• Source extract
******************************
Updated: 8/16/2012 4:40 PM ET|
Dems' dissatisfaction runs high
Voters in left-leaning Portland are so disenchanted with what they see as Obama's caving to GOP pressure that some of them plan to stay away from the polls in November.
When Obama campaign volunteer Alexander Williams went knocking on doors in Portland, Ore., last summer, laying the groundwork for this fall's election, he quickly found reason to worry.
Here he was in a liberal neighborhood, in one of the country's most liberal cities, and known Obama supporters were shutting their doors on him, saying they planned to scrap their presidential ballot. Barack Obama, they said, had capitulated to Republicans.
"People were very, very frustrated. Frustrated to the point where I thought we might go purple because the left wasn't going to turn out to vote," Williams said. "If people in Multnomah County stay home, then the state goes red."
Portland, in the heart of Multnomah County, is famously left-wing, just as ribbed for its bicycle-riding, organic-beer drinking, vegan hipsters as it is admired for its urban-growth boundaries, progressive medical laws and light-rail system. (Where else would an Occupy protester go on a hunger strike to fight for the rights of homeless people and end his 55-day fast with a bite of a locally made vegan doughnut?)
With a population approaching 600,000, four times that of the state's next-biggest cities of Eugene and Salem, Portland is what pushes this otherwise conservative state into the blue zone every four years -- or at least it has since 1988. Although sometimes it's been close: In 2000, the margin was just 0.4% for the Democratic presidential nominee, Al Gore.
If Democrats on the national stage are concerned that they're losing their base, they need only walk the streets of Portland for a single lunch hour to learn why:
Eating a sandwich outside a downtown cafe one day in July, Mike Cipra, a 38-year-old lifelong Democrat, said this may be the first year he doesn't vote. "It doesn't matter who you vote for. This country is run by corporations," he said. "I think Obama cares, but I don't think there's anything he can do. He's dictated by the people with the money."
******************************
• Problem
According to the article on Democratic dissatisfaction in Portland, by what margin did Al Gore carry Oregon in 2000?

• Recorded data
******************************
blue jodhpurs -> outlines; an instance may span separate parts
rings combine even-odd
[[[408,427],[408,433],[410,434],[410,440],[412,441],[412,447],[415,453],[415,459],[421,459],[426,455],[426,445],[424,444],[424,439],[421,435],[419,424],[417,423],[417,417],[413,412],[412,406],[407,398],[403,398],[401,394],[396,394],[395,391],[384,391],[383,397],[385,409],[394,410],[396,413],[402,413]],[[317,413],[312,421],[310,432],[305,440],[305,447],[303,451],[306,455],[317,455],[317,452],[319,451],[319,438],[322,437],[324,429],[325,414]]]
******************************
• Finished exercise
0.4%